(Stored items from a collection)

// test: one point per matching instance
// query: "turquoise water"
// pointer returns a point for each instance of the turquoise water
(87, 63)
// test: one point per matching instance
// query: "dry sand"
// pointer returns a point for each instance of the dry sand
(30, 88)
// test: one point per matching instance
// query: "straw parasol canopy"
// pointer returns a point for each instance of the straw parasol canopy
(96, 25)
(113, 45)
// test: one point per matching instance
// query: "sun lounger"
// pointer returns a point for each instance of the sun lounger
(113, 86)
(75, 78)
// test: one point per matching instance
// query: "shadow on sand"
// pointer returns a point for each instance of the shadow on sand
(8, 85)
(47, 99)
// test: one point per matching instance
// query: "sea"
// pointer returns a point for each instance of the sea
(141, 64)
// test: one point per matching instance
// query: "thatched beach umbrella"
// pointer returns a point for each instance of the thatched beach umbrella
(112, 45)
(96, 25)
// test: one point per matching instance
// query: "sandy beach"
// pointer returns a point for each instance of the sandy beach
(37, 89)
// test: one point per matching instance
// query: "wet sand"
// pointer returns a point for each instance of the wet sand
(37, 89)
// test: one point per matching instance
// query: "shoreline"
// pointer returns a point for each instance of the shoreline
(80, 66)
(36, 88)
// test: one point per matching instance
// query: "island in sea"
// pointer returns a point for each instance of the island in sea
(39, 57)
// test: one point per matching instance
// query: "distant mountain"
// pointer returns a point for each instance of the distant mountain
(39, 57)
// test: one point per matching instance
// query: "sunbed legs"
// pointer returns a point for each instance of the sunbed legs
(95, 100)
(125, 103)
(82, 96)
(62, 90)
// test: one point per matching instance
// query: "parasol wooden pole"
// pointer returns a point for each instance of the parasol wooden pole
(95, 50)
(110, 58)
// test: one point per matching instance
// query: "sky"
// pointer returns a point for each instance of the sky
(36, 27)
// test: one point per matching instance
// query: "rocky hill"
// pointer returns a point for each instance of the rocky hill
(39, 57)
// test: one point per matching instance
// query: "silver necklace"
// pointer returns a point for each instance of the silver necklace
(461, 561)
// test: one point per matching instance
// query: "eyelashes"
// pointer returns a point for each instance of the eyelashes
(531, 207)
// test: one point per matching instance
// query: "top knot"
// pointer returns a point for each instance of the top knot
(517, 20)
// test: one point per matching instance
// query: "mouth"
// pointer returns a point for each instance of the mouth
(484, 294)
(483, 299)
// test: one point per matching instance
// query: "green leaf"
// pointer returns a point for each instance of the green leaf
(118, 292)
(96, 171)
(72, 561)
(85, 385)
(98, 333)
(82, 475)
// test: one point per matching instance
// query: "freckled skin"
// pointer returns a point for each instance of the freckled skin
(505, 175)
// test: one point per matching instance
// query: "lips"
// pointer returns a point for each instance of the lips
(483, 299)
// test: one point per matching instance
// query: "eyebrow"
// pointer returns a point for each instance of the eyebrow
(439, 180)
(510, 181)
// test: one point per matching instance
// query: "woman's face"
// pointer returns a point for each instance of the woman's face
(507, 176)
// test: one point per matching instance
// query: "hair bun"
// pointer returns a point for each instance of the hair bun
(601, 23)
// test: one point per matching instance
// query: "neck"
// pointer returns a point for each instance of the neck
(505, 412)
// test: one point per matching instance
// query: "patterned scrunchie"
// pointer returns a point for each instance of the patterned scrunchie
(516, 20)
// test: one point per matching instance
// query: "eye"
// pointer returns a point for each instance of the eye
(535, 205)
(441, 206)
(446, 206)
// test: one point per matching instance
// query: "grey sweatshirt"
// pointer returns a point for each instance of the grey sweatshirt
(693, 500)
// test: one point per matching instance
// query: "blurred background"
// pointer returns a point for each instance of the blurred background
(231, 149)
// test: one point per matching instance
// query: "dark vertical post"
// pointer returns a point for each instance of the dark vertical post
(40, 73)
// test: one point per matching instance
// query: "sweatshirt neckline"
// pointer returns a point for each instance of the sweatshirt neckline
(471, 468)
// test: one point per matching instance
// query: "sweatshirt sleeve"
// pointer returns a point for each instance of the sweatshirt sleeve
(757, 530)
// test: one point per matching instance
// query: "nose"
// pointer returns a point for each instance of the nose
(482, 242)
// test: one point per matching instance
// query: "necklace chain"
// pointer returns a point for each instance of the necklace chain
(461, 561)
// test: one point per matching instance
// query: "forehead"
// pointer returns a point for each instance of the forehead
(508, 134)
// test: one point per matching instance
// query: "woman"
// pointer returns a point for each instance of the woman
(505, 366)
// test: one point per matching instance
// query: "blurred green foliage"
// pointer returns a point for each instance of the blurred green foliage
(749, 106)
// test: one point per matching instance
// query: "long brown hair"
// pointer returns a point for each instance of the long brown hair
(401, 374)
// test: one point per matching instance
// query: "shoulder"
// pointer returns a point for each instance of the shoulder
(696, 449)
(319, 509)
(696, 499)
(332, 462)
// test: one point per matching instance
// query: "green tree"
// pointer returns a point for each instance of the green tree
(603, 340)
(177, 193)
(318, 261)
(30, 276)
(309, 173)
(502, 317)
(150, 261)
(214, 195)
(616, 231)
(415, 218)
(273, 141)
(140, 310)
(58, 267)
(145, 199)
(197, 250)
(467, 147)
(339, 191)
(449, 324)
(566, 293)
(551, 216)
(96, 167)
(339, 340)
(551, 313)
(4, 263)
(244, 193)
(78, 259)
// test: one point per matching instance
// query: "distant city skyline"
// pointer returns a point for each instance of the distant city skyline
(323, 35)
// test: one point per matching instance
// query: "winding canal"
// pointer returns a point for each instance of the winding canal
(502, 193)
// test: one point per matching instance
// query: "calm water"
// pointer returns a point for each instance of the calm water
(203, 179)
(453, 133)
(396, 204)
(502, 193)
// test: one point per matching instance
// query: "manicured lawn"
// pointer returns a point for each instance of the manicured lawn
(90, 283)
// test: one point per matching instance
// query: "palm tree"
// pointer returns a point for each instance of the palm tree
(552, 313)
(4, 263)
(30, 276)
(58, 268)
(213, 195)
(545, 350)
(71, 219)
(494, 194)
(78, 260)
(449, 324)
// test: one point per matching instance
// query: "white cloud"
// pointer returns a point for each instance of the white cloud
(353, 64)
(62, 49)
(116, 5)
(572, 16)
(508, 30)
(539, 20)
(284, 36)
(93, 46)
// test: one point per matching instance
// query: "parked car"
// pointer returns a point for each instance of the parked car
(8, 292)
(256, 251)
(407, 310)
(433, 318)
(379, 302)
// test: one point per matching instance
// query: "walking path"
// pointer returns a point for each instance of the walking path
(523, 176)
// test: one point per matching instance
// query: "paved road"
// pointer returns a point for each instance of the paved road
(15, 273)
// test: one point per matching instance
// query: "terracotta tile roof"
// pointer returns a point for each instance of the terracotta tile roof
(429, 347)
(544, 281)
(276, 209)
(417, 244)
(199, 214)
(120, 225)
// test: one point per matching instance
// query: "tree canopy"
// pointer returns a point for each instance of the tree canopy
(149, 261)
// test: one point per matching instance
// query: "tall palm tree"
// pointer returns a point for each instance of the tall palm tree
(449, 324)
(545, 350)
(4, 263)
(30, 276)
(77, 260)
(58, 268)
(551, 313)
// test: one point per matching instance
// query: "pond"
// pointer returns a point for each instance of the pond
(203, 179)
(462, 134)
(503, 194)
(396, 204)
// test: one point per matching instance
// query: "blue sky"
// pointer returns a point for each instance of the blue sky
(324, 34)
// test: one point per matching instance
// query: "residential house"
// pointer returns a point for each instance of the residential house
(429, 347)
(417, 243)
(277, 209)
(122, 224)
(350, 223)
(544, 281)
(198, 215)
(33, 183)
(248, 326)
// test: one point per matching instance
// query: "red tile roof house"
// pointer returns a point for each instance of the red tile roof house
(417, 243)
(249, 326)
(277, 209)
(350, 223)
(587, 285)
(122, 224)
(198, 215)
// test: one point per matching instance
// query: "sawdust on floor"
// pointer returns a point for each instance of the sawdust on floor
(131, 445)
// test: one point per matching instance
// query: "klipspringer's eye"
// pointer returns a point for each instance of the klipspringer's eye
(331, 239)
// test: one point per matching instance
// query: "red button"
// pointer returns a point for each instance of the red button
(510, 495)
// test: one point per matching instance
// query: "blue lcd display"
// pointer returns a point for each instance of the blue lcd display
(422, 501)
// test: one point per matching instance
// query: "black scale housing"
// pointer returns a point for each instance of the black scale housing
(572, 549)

• [TO DO] Pick out and copy every line in the rows above that contains the string "path". Case counts when matching.

• [SOLUTION]
// query: "walking path"
// pointer returns a point for each instance of the walking path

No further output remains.